** Start of PAGE EXTRACT **
The worst thing about deepfakes is that we know about them

Originally published at: https://boingboing.net/2019/10/16/the-worst-thing-about-deepfake.html

1 Like

I know, right?!

2 Likes

right now the more tangible threat is how the idea of deepfakes can be invoked to make the real appear fake

That’s always seemed the far likelier outcome. When you combine that with an utterly shameless public figure who is already able to convince his base that up is down and anyone who tells you different is fake news, it’s a recipe for disaster. Just looking at what the lack of a shared reality of objective fact is already doing to our system of government, and I’m pessimistic about the future.

6 Likes

We’ve already got Republicans denying objective reality (even in situations when they previously accepted it), so it’s not like things really change with the ability to plausibly deny what you see. It’ll just reinforce that dynamic, cementing it place going forward as the “new normal” rather than some temporary madness by conservatives.

Even more likely outcome: deep fakes being used in situations where you don’t expect them, in scams. Which is already happening. The erosion of reality on a personal level will probably be more significant, because unlike rejecting consensus reality for political reasons, it will be a new phenomenon that impact us on a daily basis.

6 Likes

Also, the best thing about DeepFakes is we know about them.

How do we trust Photographs in the digital era, when Photoshop is so accessible?

Simple: We don’t. We evaluate the photograph. Depending on the importance of the photograph, we decide how hard we need to scrutinize it. We know that photographs can be easily faked.

Experts can look at the photograph and see if it looks faked to them. They can tell by the pixels, generally. :wink:

More seriously, cameras now have the option of signing a hash for the photo to show that it came from the camera undoctored.

We just need to adopt these technologies and attitudes with respect to video as well; and the good thing is that we have a window to adopt them before people get hurt by fakes. We won’t have people found guilty and sentenced by fake video. We will know to evaluate videos and confirm that they are real. We understand that they can be faked, and faked cheaply: which is a good thing, because anything we can do, the government can do better.
** End of PAGE EXTRACT **
** Start of DATA PROVIDED **
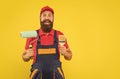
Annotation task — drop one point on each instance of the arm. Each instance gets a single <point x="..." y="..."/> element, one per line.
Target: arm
<point x="27" y="55"/>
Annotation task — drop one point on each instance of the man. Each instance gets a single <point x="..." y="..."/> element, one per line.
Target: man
<point x="46" y="49"/>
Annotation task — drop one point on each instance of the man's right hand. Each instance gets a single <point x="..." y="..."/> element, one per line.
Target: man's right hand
<point x="28" y="54"/>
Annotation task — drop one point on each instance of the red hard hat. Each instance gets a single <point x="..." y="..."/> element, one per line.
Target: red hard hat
<point x="47" y="8"/>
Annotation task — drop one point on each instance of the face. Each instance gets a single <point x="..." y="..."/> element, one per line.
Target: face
<point x="46" y="20"/>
** End of DATA PROVIDED **
Print the full deepfakes thread word for word. The entries have no connection to the deepfakes thread.

The worst thing about deepfakes is that we know about them

Originally published at: https://boingboing.net/2019/10/16/the-worst-thing-about-deepfake.html

1 Like

I know, right?!

2 Likes

right now the more tangible threat is how the idea of deepfakes can be invoked to make the real appear fake

That’s always seemed the far likelier outcome. When you combine that with an utterly shameless public figure who is already able to convince his base that up is down and anyone who tells you different is fake news, it’s a recipe for disaster. Just looking at what the lack of a shared reality of objective fact is already doing to our system of government, and I’m pessimistic about the future.

6 Likes

We’ve already got Republicans denying objective reality (even in situations when they previously accepted it), so it’s not like things really change with the ability to plausibly deny what you see. It’ll just reinforce that dynamic, cementing it place going forward as the “new normal” rather than some temporary madness by conservatives.

Even more likely outcome: deep fakes being used in situations where you don’t expect them, in scams. Which is already happening. The erosion of reality on a personal level will probably be more significant, because unlike rejecting consensus reality for political reasons, it will be a new phenomenon that impact us on a daily basis.

6 Likes

Also, the best thing about DeepFakes is we know about them.

How do we trust Photographs in the digital era, when Photoshop is so accessible?

Simple: We don’t. We evaluate the photograph. Depending on the importance of the photograph, we decide how hard we need to scrutinize it. We know that photographs can be easily faked.

Experts can look at the photograph and see if it looks faked to them. They can tell by the pixels, generally. :wink:

More seriously, cameras now have the option of signing a hash for the photo to show that it came from the camera undoctored.

We just need to adopt these technologies and attitudes with respect to video as well; and the good thing is that we have a window to adopt them before people get hurt by fakes. We won’t have people found guilty and sentenced by fake video. We will know to evaluate videos and confirm that they are real. We understand that they can be faked, and faked cheaply: which is a good thing, because anything we can do, the government can do better.